Data extracted from a collection:
__________
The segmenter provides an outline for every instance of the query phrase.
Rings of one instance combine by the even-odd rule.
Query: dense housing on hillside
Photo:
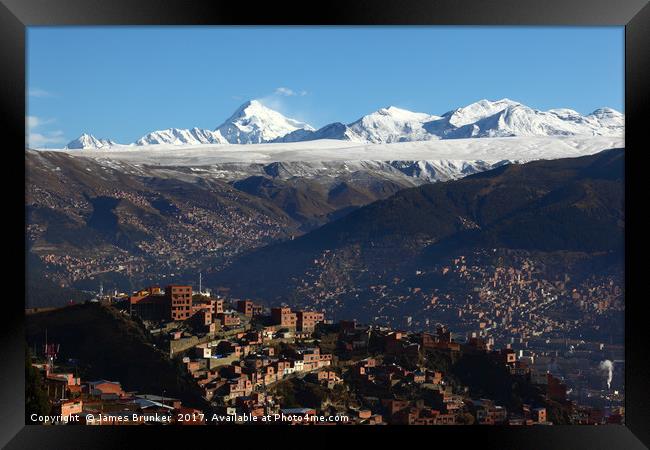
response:
[[[192,424],[272,418],[293,424],[535,425],[624,418],[622,408],[605,414],[568,400],[563,380],[536,370],[510,346],[495,349],[481,335],[461,343],[443,325],[435,333],[410,333],[349,320],[335,324],[319,311],[267,309],[251,300],[197,294],[187,285],[151,286],[101,303],[141,321],[209,406],[187,408],[178,399],[125,392],[119,381],[81,381],[57,372],[51,361],[34,363],[57,411],[70,417],[115,411],[100,424],[118,416],[120,423],[181,423],[160,415],[182,411]],[[523,403],[473,396],[475,381],[464,386],[453,361],[472,364],[479,377],[491,377],[489,383],[528,386],[517,394]]]

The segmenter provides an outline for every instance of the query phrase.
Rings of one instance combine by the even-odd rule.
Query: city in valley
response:
[[[464,258],[452,263],[442,269],[446,275],[477,276],[478,269]],[[562,295],[562,286],[533,281],[532,269],[524,267],[488,274],[491,290],[479,293],[484,300],[465,313],[450,312],[463,315],[463,326],[436,324],[433,332],[335,322],[323,311],[268,308],[191,285],[101,292],[82,304],[28,310],[35,349],[30,364],[42,380],[52,417],[58,417],[49,421],[70,425],[622,423],[620,368],[612,363],[622,348],[571,338],[571,328],[562,322],[536,321],[535,310],[545,303],[531,293]],[[530,284],[535,286],[521,303],[536,307],[513,310],[496,300],[488,306],[490,293],[521,298]],[[599,303],[620,301],[617,289],[601,282],[585,286],[586,293],[574,290],[570,298],[594,308],[590,313],[596,318],[604,308]],[[442,303],[432,305],[449,309]],[[527,316],[526,326],[517,322],[521,314]],[[172,378],[182,383],[151,391],[96,371],[85,375],[83,364],[61,356],[74,354],[65,345],[81,338],[66,336],[66,321],[84,318],[97,323],[97,333],[103,333],[102,322],[116,335],[141,328],[146,350],[135,358],[142,361],[128,363],[176,361],[166,370],[177,371]],[[480,331],[458,338],[472,328]],[[100,340],[92,331],[83,338]],[[97,351],[102,345],[121,343],[97,343]],[[121,349],[111,351],[119,355]],[[612,358],[611,365],[594,366],[603,355]],[[48,422],[38,413],[29,420]]]
[[[624,423],[624,155],[396,187],[27,151],[26,421]]]
[[[606,28],[31,30],[26,423],[626,423]]]

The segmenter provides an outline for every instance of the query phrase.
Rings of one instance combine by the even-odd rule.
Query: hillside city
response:
[[[31,186],[32,205],[50,208],[78,216],[85,211],[100,209],[97,199],[89,201],[70,197],[55,197]],[[133,205],[148,205],[152,195],[110,189],[98,192],[99,198],[128,201]],[[237,191],[226,192],[228,200],[237,202]],[[117,202],[116,202],[117,203]],[[119,247],[104,248],[101,252],[45,250],[40,259],[47,270],[47,276],[62,286],[69,286],[80,280],[87,280],[103,273],[123,274],[129,278],[173,276],[171,267],[198,267],[202,261],[211,259],[223,261],[247,249],[266,244],[283,236],[283,224],[272,216],[246,211],[237,205],[208,206],[185,205],[180,202],[166,205],[170,209],[171,223],[165,226],[144,224],[136,214],[123,213],[124,226],[146,230],[154,236],[134,244],[134,251]],[[37,223],[27,226],[27,239],[37,242],[47,228]]]
[[[464,259],[446,268],[470,276]],[[506,290],[530,284],[530,270],[490,274]],[[547,286],[549,288],[549,286]],[[537,289],[542,289],[540,286]],[[534,291],[533,291],[534,292]],[[541,291],[540,291],[541,292]],[[576,291],[577,292],[577,291]],[[593,293],[616,288],[604,283]],[[551,291],[550,295],[554,295]],[[485,296],[485,295],[484,295]],[[489,298],[489,296],[486,296]],[[580,307],[598,309],[588,295]],[[530,301],[534,301],[530,297]],[[543,306],[543,298],[540,299]],[[436,302],[433,302],[436,303]],[[49,414],[32,413],[32,423],[55,424],[408,424],[552,425],[623,423],[621,388],[604,374],[579,364],[558,373],[569,341],[541,341],[534,327],[527,344],[489,333],[494,319],[480,307],[466,320],[482,320],[479,333],[457,339],[459,330],[436,324],[434,332],[402,331],[355,320],[334,322],[323,311],[288,306],[266,308],[190,285],[151,286],[106,295],[62,309],[103,308],[146,330],[152,351],[178,361],[200,402],[138,392],[120,380],[85,379],[70,361],[59,361],[55,342],[32,342],[31,366],[47,394]],[[505,309],[504,309],[505,308]],[[52,308],[28,311],[52,312]],[[54,308],[56,310],[56,308]],[[516,327],[507,307],[493,310]],[[28,320],[29,320],[28,314]],[[520,313],[519,313],[520,314]],[[534,311],[527,313],[534,318]],[[534,320],[530,323],[535,323]],[[555,326],[549,323],[547,326]],[[514,330],[510,330],[513,332]],[[524,334],[525,335],[525,334]],[[47,336],[47,335],[46,335]],[[47,339],[47,337],[46,337]],[[570,352],[587,356],[592,342],[570,339]],[[37,346],[38,344],[38,346]],[[601,349],[606,344],[600,344]],[[607,346],[609,347],[609,346]],[[622,349],[609,349],[610,353]],[[574,357],[574,359],[577,359]],[[554,361],[555,364],[549,364]],[[566,369],[566,368],[565,368]],[[611,374],[611,372],[610,372]],[[601,382],[589,388],[589,379]],[[610,375],[611,376],[611,375]],[[619,377],[620,379],[620,377]],[[607,381],[607,384],[605,382]],[[620,381],[618,382],[620,384]],[[494,391],[508,386],[504,392]],[[517,386],[512,388],[511,386]],[[489,397],[488,392],[495,392]],[[571,395],[579,391],[580,396]],[[483,394],[483,395],[481,395]],[[598,401],[585,401],[585,399]],[[65,419],[61,419],[65,417]]]

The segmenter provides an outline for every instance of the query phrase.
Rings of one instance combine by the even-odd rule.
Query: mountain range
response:
[[[565,138],[543,139],[561,146]],[[426,143],[386,147],[406,144]],[[29,303],[52,299],[49,285],[88,290],[101,280],[133,289],[190,282],[199,270],[206,285],[269,302],[307,301],[299,286],[349,297],[404,279],[440,254],[608,255],[622,243],[623,150],[455,166],[417,159],[197,165],[186,152],[160,164],[154,150],[142,152],[152,161],[131,151],[28,150],[28,255],[38,261],[30,264]],[[336,304],[353,308],[345,295]]]
[[[294,240],[252,250],[209,282],[276,303],[302,301],[311,286],[322,306],[365,308],[357,294],[372,286],[476,251],[529,252],[567,272],[575,255],[620,268],[624,158],[613,149],[403,189]]]
[[[588,115],[571,109],[540,111],[502,99],[480,100],[440,116],[389,106],[360,119],[315,129],[250,100],[214,130],[170,128],[153,131],[132,144],[117,144],[83,134],[66,149],[112,149],[129,146],[261,144],[336,139],[359,143],[413,142],[513,136],[622,136],[624,115],[599,108]]]
[[[355,171],[271,163],[211,172],[27,150],[25,165],[28,303],[41,306],[98,279],[132,289],[201,268],[207,275],[217,261],[425,182],[372,162]],[[305,169],[312,176],[293,175]]]

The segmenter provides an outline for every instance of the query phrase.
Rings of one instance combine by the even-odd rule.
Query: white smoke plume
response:
[[[600,365],[598,367],[602,371],[607,371],[607,389],[609,389],[612,386],[612,376],[613,376],[613,373],[614,373],[614,363],[611,362],[609,359],[606,359],[605,361],[601,361]]]

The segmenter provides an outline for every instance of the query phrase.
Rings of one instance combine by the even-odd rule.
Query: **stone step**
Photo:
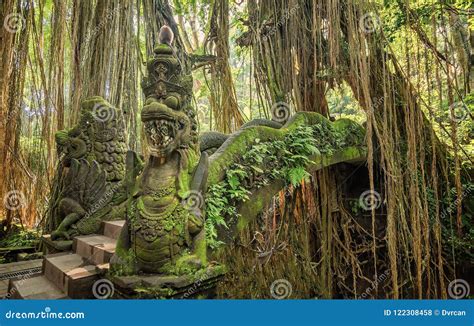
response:
[[[14,276],[15,273],[22,274],[22,272],[25,272],[25,271],[41,268],[42,264],[43,264],[42,258],[34,259],[34,260],[19,261],[16,263],[0,264],[0,279],[13,278],[13,277],[10,277],[9,275]]]
[[[104,221],[102,222],[102,234],[106,237],[117,240],[122,231],[122,227],[125,225],[125,220],[120,221]]]
[[[44,245],[43,252],[45,254],[56,254],[59,252],[71,251],[72,240],[51,240],[51,234],[44,234],[41,237]]]
[[[73,250],[76,254],[95,265],[106,264],[115,252],[116,240],[105,235],[82,235],[74,238]]]
[[[72,299],[91,298],[92,286],[99,278],[95,265],[73,253],[46,256],[43,274]]]
[[[68,299],[66,294],[44,275],[10,280],[9,299]]]
[[[10,298],[15,299],[82,299],[93,298],[92,287],[99,275],[109,269],[116,241],[125,221],[102,223],[104,235],[75,237],[74,252],[59,252],[43,259],[43,274],[23,279],[11,279]],[[49,239],[49,238],[48,238]],[[69,247],[69,248],[71,248]],[[1,285],[1,284],[0,284]]]

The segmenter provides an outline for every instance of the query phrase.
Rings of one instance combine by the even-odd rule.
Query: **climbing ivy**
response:
[[[206,196],[206,231],[211,248],[217,240],[217,227],[227,227],[225,216],[238,217],[236,204],[249,199],[251,189],[258,189],[272,180],[283,179],[298,186],[309,178],[306,167],[316,153],[332,154],[346,146],[345,135],[330,124],[300,126],[282,140],[262,142],[255,139],[249,151],[233,163],[224,180],[209,187]]]

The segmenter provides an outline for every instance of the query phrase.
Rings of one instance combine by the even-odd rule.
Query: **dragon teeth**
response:
[[[155,146],[165,148],[174,140],[175,128],[177,122],[171,122],[166,119],[153,120],[145,123],[145,128],[150,134],[150,139]]]

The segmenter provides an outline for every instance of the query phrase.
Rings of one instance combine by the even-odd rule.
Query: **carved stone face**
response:
[[[70,167],[73,159],[95,160],[105,170],[107,181],[122,180],[126,154],[123,116],[103,98],[86,99],[79,123],[55,137],[64,167]]]
[[[142,122],[152,156],[166,158],[189,146],[191,121],[184,112],[158,101],[148,101],[142,110]]]
[[[175,51],[167,44],[154,49],[147,70],[148,76],[142,81],[146,102],[141,119],[150,154],[166,159],[197,142],[192,75],[185,74]]]

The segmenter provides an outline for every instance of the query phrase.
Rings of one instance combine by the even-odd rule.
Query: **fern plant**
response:
[[[308,180],[306,171],[316,153],[331,153],[344,144],[330,125],[301,126],[283,140],[255,143],[240,160],[226,171],[224,180],[209,187],[206,196],[206,231],[211,248],[218,247],[218,226],[226,225],[226,217],[238,218],[236,205],[249,200],[250,190],[276,179],[298,186]],[[271,166],[271,169],[268,167]]]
__________
Work task: Scan the lines above for the word "hillside" and copy every one where it occurs.

Problem solution:
Query: dense housing on hillside
Query: hillside city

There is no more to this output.